**TASK BRIEF**
Below is a listing; write it out exactly and drop any images from it.

**MATERIAL SUPPLIED**
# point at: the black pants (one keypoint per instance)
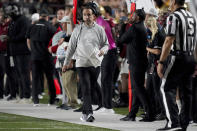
(139, 92)
(178, 74)
(194, 99)
(11, 75)
(38, 67)
(87, 78)
(22, 65)
(153, 89)
(107, 72)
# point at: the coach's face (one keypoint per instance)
(88, 17)
(172, 6)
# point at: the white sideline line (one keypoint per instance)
(38, 128)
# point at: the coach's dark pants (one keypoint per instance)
(194, 99)
(22, 64)
(87, 78)
(107, 72)
(153, 88)
(138, 90)
(178, 74)
(38, 67)
(11, 75)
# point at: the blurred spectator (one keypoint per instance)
(18, 47)
(38, 37)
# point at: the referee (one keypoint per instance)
(180, 44)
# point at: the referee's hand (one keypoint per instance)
(160, 70)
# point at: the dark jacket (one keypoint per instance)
(136, 40)
(3, 31)
(17, 40)
(40, 34)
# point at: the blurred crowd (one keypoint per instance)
(90, 64)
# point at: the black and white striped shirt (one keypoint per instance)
(182, 25)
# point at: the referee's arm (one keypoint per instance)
(165, 52)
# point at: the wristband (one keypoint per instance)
(161, 62)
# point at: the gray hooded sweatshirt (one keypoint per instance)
(84, 42)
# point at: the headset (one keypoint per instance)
(94, 7)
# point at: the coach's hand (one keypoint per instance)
(160, 70)
(64, 68)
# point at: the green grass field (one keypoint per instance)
(9, 122)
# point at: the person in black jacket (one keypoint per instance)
(136, 39)
(38, 37)
(18, 47)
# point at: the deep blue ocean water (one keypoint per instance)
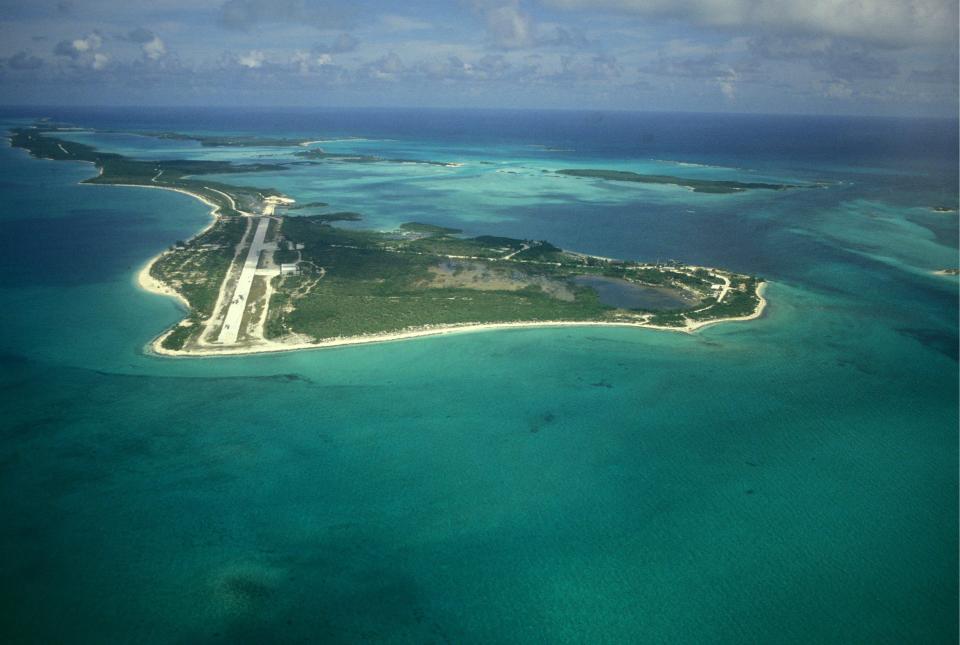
(793, 479)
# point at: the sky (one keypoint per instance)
(871, 57)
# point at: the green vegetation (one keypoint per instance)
(697, 185)
(417, 227)
(197, 269)
(363, 282)
(354, 282)
(308, 205)
(227, 141)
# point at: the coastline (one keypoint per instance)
(144, 280)
(269, 347)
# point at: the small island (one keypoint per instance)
(264, 276)
(721, 187)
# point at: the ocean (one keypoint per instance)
(790, 479)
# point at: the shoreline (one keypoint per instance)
(156, 348)
(144, 280)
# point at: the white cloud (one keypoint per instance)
(507, 26)
(307, 62)
(891, 23)
(90, 43)
(252, 59)
(154, 49)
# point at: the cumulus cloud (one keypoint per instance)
(150, 43)
(252, 59)
(343, 43)
(595, 67)
(307, 62)
(840, 59)
(79, 46)
(507, 26)
(245, 15)
(154, 49)
(84, 51)
(387, 67)
(891, 23)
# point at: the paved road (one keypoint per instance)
(231, 324)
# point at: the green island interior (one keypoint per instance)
(314, 281)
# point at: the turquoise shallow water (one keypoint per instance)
(788, 480)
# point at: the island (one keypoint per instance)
(266, 276)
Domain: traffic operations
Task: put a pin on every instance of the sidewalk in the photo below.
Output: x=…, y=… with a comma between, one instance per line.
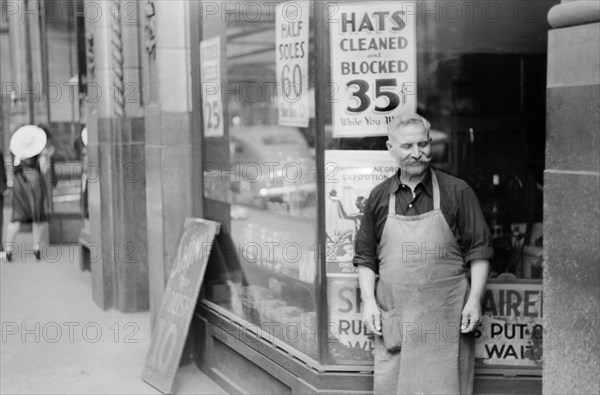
x=55, y=340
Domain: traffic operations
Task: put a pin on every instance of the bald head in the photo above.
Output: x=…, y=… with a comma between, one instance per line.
x=402, y=120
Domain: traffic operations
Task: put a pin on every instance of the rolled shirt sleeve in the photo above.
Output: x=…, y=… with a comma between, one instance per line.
x=476, y=238
x=365, y=245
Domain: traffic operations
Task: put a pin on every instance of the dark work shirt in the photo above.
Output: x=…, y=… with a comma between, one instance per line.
x=459, y=205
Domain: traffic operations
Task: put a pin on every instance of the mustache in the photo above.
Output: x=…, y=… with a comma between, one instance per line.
x=422, y=159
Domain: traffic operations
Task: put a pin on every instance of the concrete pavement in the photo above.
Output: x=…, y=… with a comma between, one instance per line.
x=55, y=340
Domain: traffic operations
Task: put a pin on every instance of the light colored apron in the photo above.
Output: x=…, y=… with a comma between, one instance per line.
x=421, y=291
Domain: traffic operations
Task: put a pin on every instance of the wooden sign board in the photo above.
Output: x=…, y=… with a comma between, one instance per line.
x=178, y=303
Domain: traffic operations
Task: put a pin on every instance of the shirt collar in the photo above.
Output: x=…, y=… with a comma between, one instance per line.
x=425, y=183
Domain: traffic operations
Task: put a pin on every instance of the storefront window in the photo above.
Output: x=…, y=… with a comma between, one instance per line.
x=479, y=77
x=480, y=80
x=259, y=179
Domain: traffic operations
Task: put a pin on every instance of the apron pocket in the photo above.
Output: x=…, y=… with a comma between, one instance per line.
x=391, y=330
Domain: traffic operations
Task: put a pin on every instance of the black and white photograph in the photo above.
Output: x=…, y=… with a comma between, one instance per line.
x=299, y=197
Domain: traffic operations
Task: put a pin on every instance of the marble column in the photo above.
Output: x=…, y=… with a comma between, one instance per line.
x=169, y=135
x=572, y=201
x=116, y=129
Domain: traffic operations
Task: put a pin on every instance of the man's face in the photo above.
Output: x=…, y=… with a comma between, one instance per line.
x=410, y=146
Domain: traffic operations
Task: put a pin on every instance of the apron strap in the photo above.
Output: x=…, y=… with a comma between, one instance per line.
x=392, y=207
x=436, y=191
x=436, y=195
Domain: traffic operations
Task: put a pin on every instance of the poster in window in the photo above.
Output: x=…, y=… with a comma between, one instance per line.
x=348, y=339
x=511, y=329
x=349, y=178
x=373, y=66
x=292, y=19
x=212, y=105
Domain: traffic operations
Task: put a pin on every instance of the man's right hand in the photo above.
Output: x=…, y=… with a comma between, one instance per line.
x=372, y=317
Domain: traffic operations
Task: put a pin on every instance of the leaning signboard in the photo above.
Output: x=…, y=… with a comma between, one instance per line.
x=178, y=303
x=510, y=334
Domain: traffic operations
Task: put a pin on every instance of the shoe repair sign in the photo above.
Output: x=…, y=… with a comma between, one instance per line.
x=178, y=303
x=511, y=330
x=373, y=66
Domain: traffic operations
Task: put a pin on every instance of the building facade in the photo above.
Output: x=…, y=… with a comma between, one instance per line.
x=267, y=117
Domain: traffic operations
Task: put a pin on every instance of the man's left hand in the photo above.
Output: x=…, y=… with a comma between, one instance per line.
x=470, y=316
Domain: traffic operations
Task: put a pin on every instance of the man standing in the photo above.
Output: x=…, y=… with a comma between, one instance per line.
x=420, y=230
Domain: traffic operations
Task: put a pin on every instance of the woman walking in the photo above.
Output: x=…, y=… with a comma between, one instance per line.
x=31, y=196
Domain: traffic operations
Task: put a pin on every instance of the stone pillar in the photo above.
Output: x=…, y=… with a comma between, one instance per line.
x=28, y=102
x=572, y=201
x=168, y=145
x=117, y=195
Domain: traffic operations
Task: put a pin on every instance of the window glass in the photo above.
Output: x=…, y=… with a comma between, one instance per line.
x=259, y=180
x=481, y=71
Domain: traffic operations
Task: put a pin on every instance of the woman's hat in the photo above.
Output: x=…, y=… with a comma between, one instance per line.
x=84, y=136
x=27, y=141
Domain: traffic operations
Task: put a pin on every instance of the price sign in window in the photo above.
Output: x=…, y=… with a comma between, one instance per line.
x=373, y=67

**OUTPUT FOR THIS EXERCISE**
# point at: the black pants (one keypoint per instance)
(139, 92)
(178, 74)
(194, 99)
(11, 75)
(38, 67)
(87, 78)
(22, 65)
(153, 89)
(107, 72)
# point at: the coach's face (one keypoint per instance)
(88, 17)
(172, 6)
# point at: the white sideline line (one keypoint per instance)
(38, 128)
# point at: the coach's dark pants (one keypoint per instance)
(194, 99)
(22, 64)
(87, 78)
(107, 72)
(153, 88)
(138, 90)
(178, 74)
(38, 67)
(11, 75)
# point at: the blurred spectator (one keypoint per instance)
(18, 47)
(38, 37)
# point at: the referee (one keypoint per instance)
(180, 44)
# point at: the referee's hand (one keypoint per instance)
(160, 70)
# point at: the dark jacket (one keypoint per instance)
(136, 40)
(3, 31)
(17, 40)
(40, 34)
# point at: the blurred crowd (one keypoint per instance)
(90, 64)
# point at: the black and white striped shirt (one keypoint per instance)
(182, 25)
# point at: the referee's arm (one keypoint per instance)
(165, 52)
# point at: the wristband (one keypoint per instance)
(161, 62)
# point at: the gray hooded sweatshirt (one keypoint per instance)
(84, 42)
# point at: the headset (one keypoint per instance)
(94, 7)
# point at: the coach's hand (one keypoint per instance)
(160, 70)
(64, 68)
# point at: the green grass field (one keypoint per instance)
(9, 122)
# point at: the person in black jacket (one keypoint per instance)
(136, 39)
(38, 37)
(18, 47)
# point at: the deep blue ocean water (one keypoint per instance)
(793, 479)
# point at: the sky (one keypoint per instance)
(871, 57)
# point at: the green vegetation (one keypoint per instance)
(697, 185)
(417, 227)
(197, 269)
(363, 282)
(354, 282)
(308, 205)
(227, 141)
# point at: the coastline (one keypoint per instance)
(144, 280)
(269, 347)
# point at: the small island (one keypoint per instance)
(264, 276)
(721, 187)
# point at: the ocean (one keypoint per instance)
(790, 479)
# point at: the shoreline (one keypoint per instance)
(156, 348)
(144, 280)
# point at: the white cloud (one keypoint per instance)
(507, 26)
(307, 62)
(891, 23)
(90, 43)
(252, 59)
(154, 49)
# point at: the cumulus cloud (one keypoint per instance)
(150, 43)
(252, 59)
(343, 43)
(595, 67)
(307, 62)
(840, 59)
(79, 46)
(507, 26)
(245, 15)
(154, 49)
(84, 51)
(387, 67)
(891, 23)
# point at: the paved road (one keypoint per instance)
(231, 324)
# point at: the green island interior (one keypoint per instance)
(314, 281)
# point at: the turquoise shallow water (one keypoint per instance)
(788, 480)
# point at: the island (one keypoint per instance)
(266, 276)
Domain: traffic operations
Task: put a pin on every instance of the sidewalk in the photo below.
Output: x=…, y=… with a comma between, one instance per line.
x=55, y=340
Domain: traffic operations
Task: put a pin on every instance of the bald head in the photo above.
Output: x=…, y=… with a comma between, one instance per line.
x=402, y=120
Domain: traffic operations
Task: put a pin on every instance of the rolled shirt sleeve in the photo above.
Output: x=…, y=… with a comma between, one instance per line.
x=476, y=238
x=365, y=245
Domain: traffic operations
Task: put a pin on every instance of the dark work shirt in the photo above.
Output: x=…, y=… with a comma between, one instance per line.
x=459, y=205
Domain: traffic operations
Task: put a pin on every instance of the mustache in the photo above.
Output: x=…, y=… with a comma between, one instance per line.
x=422, y=159
Domain: traffic operations
Task: put a pin on every instance of the concrete pavement in the photo above.
Output: x=…, y=… with a comma between, one instance per line.
x=55, y=340
Domain: traffic operations
Task: put a pin on every instance of the light colored apron in the photo above.
Output: x=…, y=… with a comma between, one instance per line.
x=421, y=291
Domain: traffic operations
Task: put a pin on every instance of the wooden sign board in the photo above.
Output: x=…, y=… with a comma between, one instance per line.
x=178, y=303
Domain: traffic operations
Task: put a pin on every instance of the shirt collar in the photo above.
Output: x=…, y=… with a comma between, one instance per line.
x=425, y=183
Domain: traffic operations
Task: put a pin on every instance of the storefront window in the photo above.
Output: x=…, y=… with a comma between, one instance per line.
x=479, y=77
x=480, y=80
x=259, y=179
Domain: traffic operations
Task: put a pin on every instance of the apron pocket in the photo above.
Output: x=…, y=… with a comma between, one instance per line.
x=391, y=330
Domain: traffic operations
Task: put a pin on every instance of the black and white photograph in the photo above.
Output: x=…, y=… with a comma between, one instance per line.
x=299, y=197
Domain: traffic operations
Task: put a pin on every instance of the marble column in the photo above.
Output: x=…, y=… with a comma between, one instance per line.
x=169, y=135
x=572, y=201
x=116, y=129
Domain: traffic operations
Task: put a pin on every instance of the man's face in the photo above.
Output: x=…, y=… with a comma between, one instance per line.
x=410, y=146
Domain: traffic operations
Task: put a pin on every instance of the apron strap in the photo above.
Output: x=…, y=… with a comma between, one instance per line.
x=392, y=207
x=436, y=191
x=436, y=195
Domain: traffic operations
Task: put a pin on every instance of the poster in window in the photo above.
Output: x=…, y=… with a comma between, one instance per line.
x=348, y=339
x=511, y=329
x=349, y=178
x=373, y=66
x=292, y=19
x=212, y=105
Domain: traffic operations
Task: put a pin on every instance of the man's right hand in the photo above.
Output: x=…, y=… with a comma between, one instance per line.
x=372, y=317
Domain: traffic operations
Task: put a pin on every instance of the leaning signboard in the photo above.
Output: x=…, y=… with a comma between, one instance per line.
x=178, y=303
x=510, y=334
Domain: traffic operations
Task: put a pin on every instance of the shoe repair sign in the photo above.
Output: x=…, y=… with a comma between, one instance per line.
x=178, y=303
x=511, y=330
x=373, y=66
Domain: traffic operations
Task: put a pin on every instance of the building facade in the photo above.
Output: x=…, y=… with a comma between, one instance per line.
x=267, y=117
Domain: traffic operations
Task: put a pin on every instance of the man's left hand in the photo above.
Output: x=…, y=… with a comma between, one instance per line.
x=470, y=316
Domain: traffic operations
Task: put a pin on every instance of the man standing in the photo above.
Output: x=…, y=… with a comma between, one instance per line.
x=420, y=230
Domain: traffic operations
Task: put a pin on every instance of the woman walking in the photo above.
Output: x=…, y=… with a comma between, one instance per line.
x=31, y=196
Domain: traffic operations
Task: put a pin on every instance of the stone pillar in the photo above.
Output: x=…, y=… with a comma between, one instance per line.
x=28, y=102
x=572, y=201
x=168, y=145
x=117, y=195
Domain: traffic operations
Task: put a pin on every instance of the window glass in the photo above.
Output: x=…, y=… with a comma between, one instance per line.
x=259, y=180
x=481, y=71
Domain: traffic operations
Task: put a pin on every instance of the woman's hat in the photo above.
Output: x=…, y=… with a comma between, one instance per line.
x=84, y=136
x=27, y=141
Domain: traffic operations
Task: put a pin on every instance of the price sign in window in the photo above.
Output: x=…, y=… with a comma between, one instance per line.
x=373, y=67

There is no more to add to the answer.